EXTRACTED DATA Start Marker
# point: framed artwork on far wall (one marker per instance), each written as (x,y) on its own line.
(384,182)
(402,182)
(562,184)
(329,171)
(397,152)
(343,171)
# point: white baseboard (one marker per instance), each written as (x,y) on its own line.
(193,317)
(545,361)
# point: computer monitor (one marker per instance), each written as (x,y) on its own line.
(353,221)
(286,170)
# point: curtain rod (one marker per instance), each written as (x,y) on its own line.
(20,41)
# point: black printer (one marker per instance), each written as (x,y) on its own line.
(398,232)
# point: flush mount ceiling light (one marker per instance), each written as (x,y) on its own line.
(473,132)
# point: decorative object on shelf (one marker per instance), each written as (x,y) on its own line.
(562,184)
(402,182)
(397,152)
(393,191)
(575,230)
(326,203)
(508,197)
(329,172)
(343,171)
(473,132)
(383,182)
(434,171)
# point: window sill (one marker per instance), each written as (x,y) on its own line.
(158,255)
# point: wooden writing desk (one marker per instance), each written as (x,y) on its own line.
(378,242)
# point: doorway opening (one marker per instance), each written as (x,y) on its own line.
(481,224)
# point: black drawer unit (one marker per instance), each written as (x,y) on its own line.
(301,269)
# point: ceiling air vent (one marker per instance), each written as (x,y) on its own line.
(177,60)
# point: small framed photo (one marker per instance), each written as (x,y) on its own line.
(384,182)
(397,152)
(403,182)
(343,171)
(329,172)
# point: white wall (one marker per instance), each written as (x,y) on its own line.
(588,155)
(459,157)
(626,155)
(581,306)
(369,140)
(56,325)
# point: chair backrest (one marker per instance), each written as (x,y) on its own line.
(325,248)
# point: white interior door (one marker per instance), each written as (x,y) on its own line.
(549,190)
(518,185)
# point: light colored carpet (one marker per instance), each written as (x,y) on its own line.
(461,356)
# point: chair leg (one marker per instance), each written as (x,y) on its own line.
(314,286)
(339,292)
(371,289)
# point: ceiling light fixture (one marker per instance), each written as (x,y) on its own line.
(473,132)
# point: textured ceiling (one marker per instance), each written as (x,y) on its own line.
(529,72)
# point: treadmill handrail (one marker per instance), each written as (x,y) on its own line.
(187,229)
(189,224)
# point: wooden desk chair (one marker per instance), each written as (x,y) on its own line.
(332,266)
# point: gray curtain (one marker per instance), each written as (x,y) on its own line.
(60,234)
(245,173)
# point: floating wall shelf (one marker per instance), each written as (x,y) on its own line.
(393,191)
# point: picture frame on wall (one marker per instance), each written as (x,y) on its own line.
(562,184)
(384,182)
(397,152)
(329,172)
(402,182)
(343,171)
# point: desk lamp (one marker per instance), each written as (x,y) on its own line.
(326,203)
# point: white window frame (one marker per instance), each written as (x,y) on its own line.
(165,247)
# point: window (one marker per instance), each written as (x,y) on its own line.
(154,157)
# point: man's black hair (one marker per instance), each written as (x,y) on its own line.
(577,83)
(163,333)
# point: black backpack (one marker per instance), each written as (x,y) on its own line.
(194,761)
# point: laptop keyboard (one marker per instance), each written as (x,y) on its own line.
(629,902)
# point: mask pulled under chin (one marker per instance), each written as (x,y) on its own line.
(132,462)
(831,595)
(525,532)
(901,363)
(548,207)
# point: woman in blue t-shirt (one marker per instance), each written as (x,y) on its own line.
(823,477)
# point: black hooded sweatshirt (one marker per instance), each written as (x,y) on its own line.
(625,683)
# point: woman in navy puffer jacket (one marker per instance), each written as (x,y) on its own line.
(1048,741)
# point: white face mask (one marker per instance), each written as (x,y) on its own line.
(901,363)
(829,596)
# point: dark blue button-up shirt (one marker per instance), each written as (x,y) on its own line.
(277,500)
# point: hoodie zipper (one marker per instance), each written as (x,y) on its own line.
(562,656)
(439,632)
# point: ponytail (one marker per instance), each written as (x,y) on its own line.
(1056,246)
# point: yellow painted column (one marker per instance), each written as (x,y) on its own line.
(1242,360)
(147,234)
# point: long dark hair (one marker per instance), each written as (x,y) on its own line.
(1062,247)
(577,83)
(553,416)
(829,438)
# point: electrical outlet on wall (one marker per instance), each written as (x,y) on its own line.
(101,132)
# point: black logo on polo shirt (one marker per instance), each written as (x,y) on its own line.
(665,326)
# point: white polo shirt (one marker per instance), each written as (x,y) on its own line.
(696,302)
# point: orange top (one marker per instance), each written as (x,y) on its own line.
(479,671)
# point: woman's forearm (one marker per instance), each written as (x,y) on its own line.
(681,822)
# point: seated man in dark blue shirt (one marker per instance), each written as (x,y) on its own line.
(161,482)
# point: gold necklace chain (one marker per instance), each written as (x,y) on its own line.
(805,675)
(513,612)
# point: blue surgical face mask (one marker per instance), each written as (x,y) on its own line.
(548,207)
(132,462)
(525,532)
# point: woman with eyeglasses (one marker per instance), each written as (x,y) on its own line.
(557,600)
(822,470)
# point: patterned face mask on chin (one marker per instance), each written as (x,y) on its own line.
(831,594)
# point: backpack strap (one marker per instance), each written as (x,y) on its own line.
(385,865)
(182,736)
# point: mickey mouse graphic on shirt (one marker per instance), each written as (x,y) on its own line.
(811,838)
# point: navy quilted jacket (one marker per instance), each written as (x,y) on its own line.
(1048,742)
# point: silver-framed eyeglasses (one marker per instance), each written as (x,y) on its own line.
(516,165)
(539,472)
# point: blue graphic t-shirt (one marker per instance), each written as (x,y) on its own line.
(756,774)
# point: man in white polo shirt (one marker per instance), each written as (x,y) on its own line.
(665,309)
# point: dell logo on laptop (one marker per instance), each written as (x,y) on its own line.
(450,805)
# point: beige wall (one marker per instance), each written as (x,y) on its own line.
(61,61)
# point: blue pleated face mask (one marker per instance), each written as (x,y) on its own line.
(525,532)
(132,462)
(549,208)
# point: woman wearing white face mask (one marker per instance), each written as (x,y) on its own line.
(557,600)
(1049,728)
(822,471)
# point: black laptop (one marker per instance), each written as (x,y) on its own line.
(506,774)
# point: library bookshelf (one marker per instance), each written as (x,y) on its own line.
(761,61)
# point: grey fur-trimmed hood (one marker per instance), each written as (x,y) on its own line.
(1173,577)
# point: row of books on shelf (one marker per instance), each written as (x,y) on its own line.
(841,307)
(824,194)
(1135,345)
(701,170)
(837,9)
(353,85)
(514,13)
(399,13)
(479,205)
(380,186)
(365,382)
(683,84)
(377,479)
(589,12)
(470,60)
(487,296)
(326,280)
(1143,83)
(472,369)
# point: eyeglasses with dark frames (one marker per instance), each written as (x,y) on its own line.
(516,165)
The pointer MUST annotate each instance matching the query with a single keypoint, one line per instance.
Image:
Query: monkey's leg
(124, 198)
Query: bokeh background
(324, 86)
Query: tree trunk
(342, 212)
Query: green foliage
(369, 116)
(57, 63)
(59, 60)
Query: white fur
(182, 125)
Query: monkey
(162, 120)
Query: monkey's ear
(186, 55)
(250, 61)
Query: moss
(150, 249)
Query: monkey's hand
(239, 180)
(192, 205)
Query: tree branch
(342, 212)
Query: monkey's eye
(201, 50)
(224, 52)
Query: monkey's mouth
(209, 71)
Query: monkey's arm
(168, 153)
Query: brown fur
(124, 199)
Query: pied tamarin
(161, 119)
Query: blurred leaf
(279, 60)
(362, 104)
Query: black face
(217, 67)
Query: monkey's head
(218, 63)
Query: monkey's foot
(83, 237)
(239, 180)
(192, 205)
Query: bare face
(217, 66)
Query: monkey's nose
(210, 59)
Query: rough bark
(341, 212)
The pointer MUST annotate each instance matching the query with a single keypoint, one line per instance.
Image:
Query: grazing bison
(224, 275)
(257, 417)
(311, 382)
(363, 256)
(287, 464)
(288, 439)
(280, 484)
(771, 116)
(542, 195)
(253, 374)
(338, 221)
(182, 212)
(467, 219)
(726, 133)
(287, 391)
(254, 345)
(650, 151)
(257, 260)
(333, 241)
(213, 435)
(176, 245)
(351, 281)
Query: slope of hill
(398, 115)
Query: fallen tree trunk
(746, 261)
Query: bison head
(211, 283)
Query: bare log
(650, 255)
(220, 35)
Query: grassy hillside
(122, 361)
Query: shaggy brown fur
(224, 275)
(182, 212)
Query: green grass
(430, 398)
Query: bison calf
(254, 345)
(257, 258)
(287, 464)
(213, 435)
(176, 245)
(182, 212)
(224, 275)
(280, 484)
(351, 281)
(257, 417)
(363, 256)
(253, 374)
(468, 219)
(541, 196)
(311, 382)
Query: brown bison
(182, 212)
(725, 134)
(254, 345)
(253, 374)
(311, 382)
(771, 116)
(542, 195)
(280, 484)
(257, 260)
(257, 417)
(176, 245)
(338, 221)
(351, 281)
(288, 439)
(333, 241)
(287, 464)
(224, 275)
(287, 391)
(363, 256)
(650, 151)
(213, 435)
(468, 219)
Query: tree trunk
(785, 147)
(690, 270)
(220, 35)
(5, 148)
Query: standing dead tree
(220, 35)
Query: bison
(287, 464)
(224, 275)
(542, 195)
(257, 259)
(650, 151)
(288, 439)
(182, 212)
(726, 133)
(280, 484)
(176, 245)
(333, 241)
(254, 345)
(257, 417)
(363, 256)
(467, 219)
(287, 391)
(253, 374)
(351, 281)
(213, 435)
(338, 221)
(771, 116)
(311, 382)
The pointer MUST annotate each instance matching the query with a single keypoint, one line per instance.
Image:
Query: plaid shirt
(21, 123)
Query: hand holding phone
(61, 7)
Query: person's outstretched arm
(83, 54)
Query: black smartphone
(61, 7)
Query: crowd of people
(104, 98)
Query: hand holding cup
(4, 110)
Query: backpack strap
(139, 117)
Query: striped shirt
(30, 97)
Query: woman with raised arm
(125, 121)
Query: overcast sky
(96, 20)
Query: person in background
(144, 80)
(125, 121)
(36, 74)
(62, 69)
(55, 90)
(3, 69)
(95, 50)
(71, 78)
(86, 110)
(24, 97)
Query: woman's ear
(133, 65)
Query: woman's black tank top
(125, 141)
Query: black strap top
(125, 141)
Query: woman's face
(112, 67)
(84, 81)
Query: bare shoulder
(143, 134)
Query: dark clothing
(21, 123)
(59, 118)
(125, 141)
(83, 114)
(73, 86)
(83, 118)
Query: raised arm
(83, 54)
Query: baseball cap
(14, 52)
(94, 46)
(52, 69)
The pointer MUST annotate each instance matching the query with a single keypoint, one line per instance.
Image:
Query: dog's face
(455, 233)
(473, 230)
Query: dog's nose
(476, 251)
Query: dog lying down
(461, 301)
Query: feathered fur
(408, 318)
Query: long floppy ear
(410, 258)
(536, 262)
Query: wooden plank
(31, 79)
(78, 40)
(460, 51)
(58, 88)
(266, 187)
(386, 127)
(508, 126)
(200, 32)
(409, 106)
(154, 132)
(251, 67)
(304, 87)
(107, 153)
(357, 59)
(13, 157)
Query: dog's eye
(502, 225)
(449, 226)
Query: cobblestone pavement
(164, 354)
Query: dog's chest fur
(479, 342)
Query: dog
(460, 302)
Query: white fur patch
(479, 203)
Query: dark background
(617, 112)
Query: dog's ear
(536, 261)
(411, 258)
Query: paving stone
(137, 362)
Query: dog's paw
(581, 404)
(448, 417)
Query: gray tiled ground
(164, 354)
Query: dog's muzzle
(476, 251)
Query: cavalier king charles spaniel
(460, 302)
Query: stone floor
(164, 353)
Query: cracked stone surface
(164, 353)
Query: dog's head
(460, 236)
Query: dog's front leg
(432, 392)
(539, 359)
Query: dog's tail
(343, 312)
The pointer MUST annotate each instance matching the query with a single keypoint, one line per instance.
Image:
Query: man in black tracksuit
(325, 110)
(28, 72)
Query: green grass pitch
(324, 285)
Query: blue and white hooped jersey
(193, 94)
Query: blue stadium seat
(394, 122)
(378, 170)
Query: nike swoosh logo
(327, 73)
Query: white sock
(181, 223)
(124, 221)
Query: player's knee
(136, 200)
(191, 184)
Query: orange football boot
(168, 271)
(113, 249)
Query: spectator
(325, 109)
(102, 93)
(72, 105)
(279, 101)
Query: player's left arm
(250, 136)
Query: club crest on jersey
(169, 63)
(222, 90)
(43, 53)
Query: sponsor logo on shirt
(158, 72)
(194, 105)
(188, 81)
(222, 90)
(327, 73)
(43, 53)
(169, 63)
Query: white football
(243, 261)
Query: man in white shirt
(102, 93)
EXTRACTED DATA End Marker
TASK STATEMENT:
With the line containing "Query: club crest on jersey" as the start and the last line of the entries as the end, print that whole span exactly.

RESPONSE:
Query: club crest on jersey
(169, 63)
(222, 90)
(43, 53)
Query: sponsor logo on shirt
(158, 72)
(194, 105)
(188, 81)
(222, 90)
(327, 73)
(43, 53)
(169, 63)
Query: white football
(243, 261)
Query: man in white shirt
(102, 93)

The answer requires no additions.